From the lines below, extract each one that contains the string "cloud", treating case as significant.

## [Dataset records]
+ + +

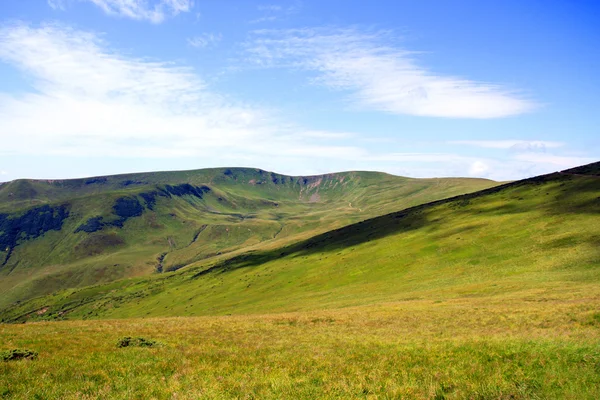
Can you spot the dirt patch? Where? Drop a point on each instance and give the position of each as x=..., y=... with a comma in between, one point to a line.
x=98, y=244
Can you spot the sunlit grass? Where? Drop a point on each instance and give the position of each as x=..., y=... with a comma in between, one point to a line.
x=477, y=348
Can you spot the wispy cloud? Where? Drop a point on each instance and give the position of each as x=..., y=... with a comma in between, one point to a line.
x=205, y=40
x=554, y=160
x=516, y=145
x=154, y=11
x=274, y=12
x=380, y=75
x=57, y=4
x=89, y=100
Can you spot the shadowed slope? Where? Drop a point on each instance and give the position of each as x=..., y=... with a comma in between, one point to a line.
x=538, y=235
x=71, y=233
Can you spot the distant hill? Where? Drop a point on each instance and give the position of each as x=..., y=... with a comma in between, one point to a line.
x=59, y=234
x=538, y=237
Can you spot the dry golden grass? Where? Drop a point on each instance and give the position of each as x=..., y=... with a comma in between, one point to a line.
x=529, y=346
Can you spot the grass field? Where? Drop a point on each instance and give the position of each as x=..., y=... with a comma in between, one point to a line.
x=491, y=295
x=501, y=347
x=243, y=209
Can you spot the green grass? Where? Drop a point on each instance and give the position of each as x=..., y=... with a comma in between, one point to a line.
x=492, y=295
x=237, y=214
x=540, y=235
x=486, y=348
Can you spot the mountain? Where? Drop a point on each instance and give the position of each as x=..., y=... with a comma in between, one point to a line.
x=536, y=238
x=60, y=234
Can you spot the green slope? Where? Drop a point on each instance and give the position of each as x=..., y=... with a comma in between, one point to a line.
x=534, y=239
x=62, y=234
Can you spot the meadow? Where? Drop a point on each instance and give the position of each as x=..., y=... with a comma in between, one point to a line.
x=490, y=295
x=501, y=347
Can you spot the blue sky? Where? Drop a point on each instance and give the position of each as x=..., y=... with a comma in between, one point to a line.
x=502, y=90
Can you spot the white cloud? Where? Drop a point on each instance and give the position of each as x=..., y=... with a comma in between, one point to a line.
x=479, y=168
x=90, y=100
x=57, y=4
x=554, y=160
x=380, y=76
x=516, y=145
x=154, y=11
x=205, y=40
x=274, y=12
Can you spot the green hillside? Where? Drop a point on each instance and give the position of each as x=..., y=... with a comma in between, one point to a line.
x=489, y=295
x=58, y=234
x=536, y=238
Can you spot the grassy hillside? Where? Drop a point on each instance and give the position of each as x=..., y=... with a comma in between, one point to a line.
x=491, y=295
x=538, y=237
x=500, y=347
x=72, y=233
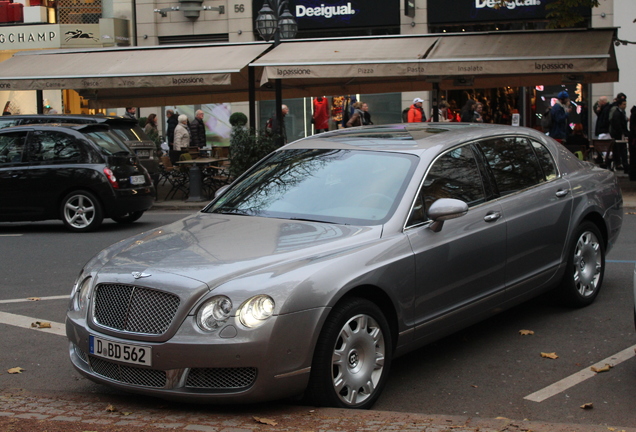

+ + +

## [EXERCISE ANSWER]
Can you spot the wispy cloud? Where? Drop a point on each instance and give the position of each as x=..., y=... with a comma in between, one point to a line.
Can you spot the white cloud? Where? Drop a point on each instance and give the position of each as x=..., y=... with a comma in between, one point to a line.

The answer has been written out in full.